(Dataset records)

•••

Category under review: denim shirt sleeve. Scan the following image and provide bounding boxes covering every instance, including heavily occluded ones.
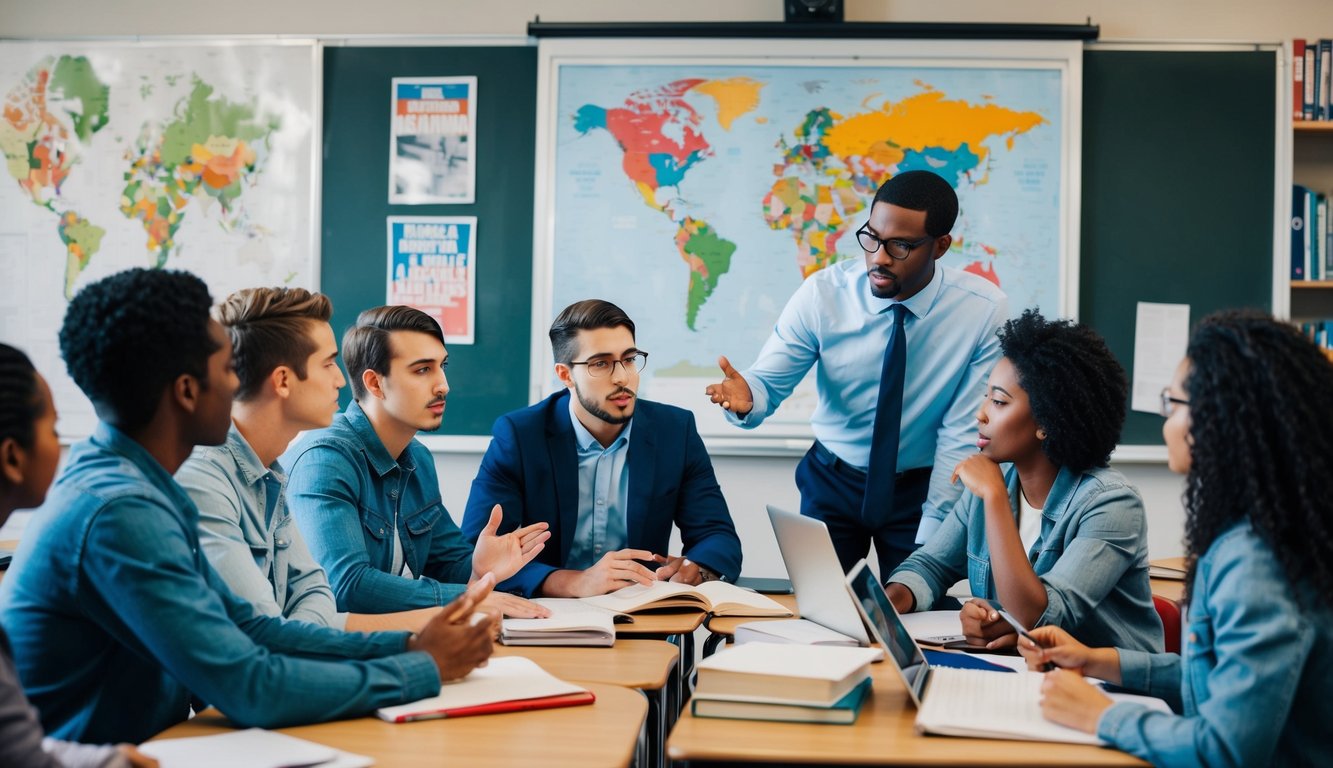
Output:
[79,497,439,728]
[1097,532,1314,765]
[916,301,1009,544]
[1034,484,1160,634]
[176,456,345,628]
[287,443,464,613]
[885,492,984,611]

•••

> [Stated problem] Return the data above line for line, unchanged, but omit the picture.

> [Finished exercise]
Category under review: denim shirt sleeve. Scan the following image and provide bounding boxes covering every instance, including heavily occluded ones.
Output:
[79,497,439,728]
[1097,532,1314,765]
[916,301,1009,544]
[1034,484,1160,634]
[176,456,345,628]
[287,443,464,613]
[885,492,984,611]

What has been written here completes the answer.